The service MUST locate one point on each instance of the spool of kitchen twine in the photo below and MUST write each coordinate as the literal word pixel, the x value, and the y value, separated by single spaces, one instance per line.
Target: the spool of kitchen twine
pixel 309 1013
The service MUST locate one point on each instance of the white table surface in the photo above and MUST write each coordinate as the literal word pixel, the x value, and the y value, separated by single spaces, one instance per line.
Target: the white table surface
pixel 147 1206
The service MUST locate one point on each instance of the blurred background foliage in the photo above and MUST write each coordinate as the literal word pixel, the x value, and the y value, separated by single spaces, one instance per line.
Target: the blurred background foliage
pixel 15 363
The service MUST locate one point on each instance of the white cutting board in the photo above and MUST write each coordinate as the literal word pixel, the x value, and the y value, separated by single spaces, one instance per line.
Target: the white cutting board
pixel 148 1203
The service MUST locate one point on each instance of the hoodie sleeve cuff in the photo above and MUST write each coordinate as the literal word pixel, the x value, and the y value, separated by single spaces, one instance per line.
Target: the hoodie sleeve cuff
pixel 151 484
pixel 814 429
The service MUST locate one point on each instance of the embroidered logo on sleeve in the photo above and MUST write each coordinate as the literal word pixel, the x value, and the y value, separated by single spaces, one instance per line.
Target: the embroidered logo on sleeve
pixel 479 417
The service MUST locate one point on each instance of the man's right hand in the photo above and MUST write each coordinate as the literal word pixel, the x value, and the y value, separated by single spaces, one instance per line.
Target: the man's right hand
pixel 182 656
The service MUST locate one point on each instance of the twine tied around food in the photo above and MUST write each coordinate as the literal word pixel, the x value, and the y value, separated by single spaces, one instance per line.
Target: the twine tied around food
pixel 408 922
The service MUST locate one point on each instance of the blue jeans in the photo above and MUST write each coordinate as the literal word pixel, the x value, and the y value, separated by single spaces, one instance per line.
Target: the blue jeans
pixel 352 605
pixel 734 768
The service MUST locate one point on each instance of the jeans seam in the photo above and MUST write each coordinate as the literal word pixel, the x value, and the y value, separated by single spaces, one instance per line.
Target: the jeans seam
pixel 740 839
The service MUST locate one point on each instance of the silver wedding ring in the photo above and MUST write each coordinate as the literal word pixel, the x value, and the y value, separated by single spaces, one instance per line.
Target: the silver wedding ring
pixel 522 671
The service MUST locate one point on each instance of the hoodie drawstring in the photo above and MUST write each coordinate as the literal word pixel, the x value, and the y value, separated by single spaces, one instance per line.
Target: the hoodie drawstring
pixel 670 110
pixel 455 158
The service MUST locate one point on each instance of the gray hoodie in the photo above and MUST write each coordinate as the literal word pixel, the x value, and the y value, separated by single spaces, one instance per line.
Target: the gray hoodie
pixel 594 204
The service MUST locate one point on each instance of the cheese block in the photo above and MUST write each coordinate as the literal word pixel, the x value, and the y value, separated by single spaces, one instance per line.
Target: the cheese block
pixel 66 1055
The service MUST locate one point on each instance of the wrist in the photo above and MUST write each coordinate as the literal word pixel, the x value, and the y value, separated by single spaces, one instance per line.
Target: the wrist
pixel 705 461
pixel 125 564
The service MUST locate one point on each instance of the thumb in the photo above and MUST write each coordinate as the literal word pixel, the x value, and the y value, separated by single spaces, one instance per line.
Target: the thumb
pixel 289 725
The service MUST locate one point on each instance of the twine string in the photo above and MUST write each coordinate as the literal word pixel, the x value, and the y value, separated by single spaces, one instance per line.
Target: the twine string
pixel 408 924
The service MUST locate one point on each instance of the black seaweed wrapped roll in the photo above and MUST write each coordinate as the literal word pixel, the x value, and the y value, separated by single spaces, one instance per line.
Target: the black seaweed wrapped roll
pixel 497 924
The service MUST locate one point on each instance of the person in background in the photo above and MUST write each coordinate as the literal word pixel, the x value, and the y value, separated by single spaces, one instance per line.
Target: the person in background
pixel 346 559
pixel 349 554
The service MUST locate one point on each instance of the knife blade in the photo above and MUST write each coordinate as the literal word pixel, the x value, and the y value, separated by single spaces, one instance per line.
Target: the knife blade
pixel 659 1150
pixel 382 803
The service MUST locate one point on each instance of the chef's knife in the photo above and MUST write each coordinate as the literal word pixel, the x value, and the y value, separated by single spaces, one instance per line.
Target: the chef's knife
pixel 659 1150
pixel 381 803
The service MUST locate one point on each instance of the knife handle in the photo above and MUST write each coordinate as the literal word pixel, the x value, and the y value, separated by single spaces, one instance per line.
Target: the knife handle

———

Rewrite every line in full between the line holding "of the man's" and the line holding "pixel 182 656", inclusive, offsetting each coordinate in the answers by -107.

(Result)
The service MUST locate one point on each instance of the man's right hand in the photo above and MUST write each coordinate as the literal word pixel, the x value, and the y value, separated by single spaces, one instance per line.
Target: the man's right hand
pixel 75 549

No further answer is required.